##### SOURCE PASSAGE #####
Written by Members of the Parishes in Celebration of the 200th Anniversary of the Society

Edited by Lucy Cushing Jarvis

New Haven, Connecticut: The Tuttle, Morehouse & Taylor Company, 1902.


St. Paul's, Wallingford
1741.

THE early history of St. Paul's parish, Wallingford, is closely connected with that of St. John's, North Haven. Lay services were held in the latter place as early as 1723, and some kind of an ecclesiastical organization was formed in which "Professors of the Church of England, inhabiting in Wallingford," which then included Cheshire and a part of the present town of Meriden, had a part.

In 1740 a closer organization was brought about under the direction of the Rev. Theophilus Morris, missionary of the Society for the Propagation of the Gospel in Foreign Parts, as witness the following minutes:

"March ye 21st, 1740. At a meeting of the members of the Church of England inhabitating in Wallingford and North Haven, Rev. T. Morris made choice of Thomas Ives, and the parishioners of North Ingham, as Church Wardens" and six vestry men were selected.

"March ye 21st, 1740. At a Vestry held at the house of Mr. Thomas Ives, Voted, That the parishioners of Wallingford and North Haven be united into one church, by the name of Union Church."

They soon built a suitable church-house in the southwestern portion of the town, convenient to the members scattered over so wide an area. Probably one reason for the choice of this location was to place the church on a tract of glebe land of about twelve acres that a board of trustees, of which the Rev. Mr. Mansfield of Derby was a member, held in trust for the use of the church in Wallingford from the S. P. G.

The number of communicants is not known, but in a report sent from Wallingford to England in 1744, four years after retirement of Mr. Morris, the following statement is made: "There are twenty-five masters of families, members of the church, who in the absence of a clergyman, meet together every Lord's day and edify themselves as well as they can by reading."
##### DATA #####
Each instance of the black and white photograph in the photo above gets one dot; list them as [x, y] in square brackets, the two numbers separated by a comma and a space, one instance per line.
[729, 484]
#####
WHAT IS ASKED ▸
1 > Transcribe the stretch from "Written by Members" through "had a part." in the Wallingford parish history.
2 > Go on with the history of St. Paul's parish, Wallingford, picking up after its final sentence.

ANSWERS GIVEN ▸
1 >
Written by Members of the Parishes in Celebration of the 200th Anniversary of the Society

Edited by Lucy Cushing Jarvis

New Haven, Connecticut: The Tuttle, Morehouse & Taylor Company, 1902.


St. Paul's, Wallingford
1741.

THE early history of St. Paul's parish, Wallingford, is closely connected with that of St. John's, North Haven. Lay services were held in the latter place as early as 1723, and some kind of an ecclesiastical organization was formed in which "Professors of the Church of England, inhabiting in Wallingford," which then included Cheshire and a part of the present town of Meriden, had a part.

2 >
The Rev. James Lyon followed the Rev. Mr. Morris, and the Rev. Ebenezer Punderson succeeded him.

In 1752 the Rev. Ichabod Camp, a native of Middletown, and a graduate of Yale College, who had gone to England for Holy Orders, returned to Middletown and the Union Church was added to his charge. Under his ministrations the church so increased in numbers and strength, that it was thought best to make different arrangements. So the Union Society was dissolved in 1757, and the Wallingford parishioners took steps towards the formation of an independent organization and the erection of a church building in the village. This was finished in 1762, and is said to have been handsome in appearance and quite churchly in style of architecture and in its appointments.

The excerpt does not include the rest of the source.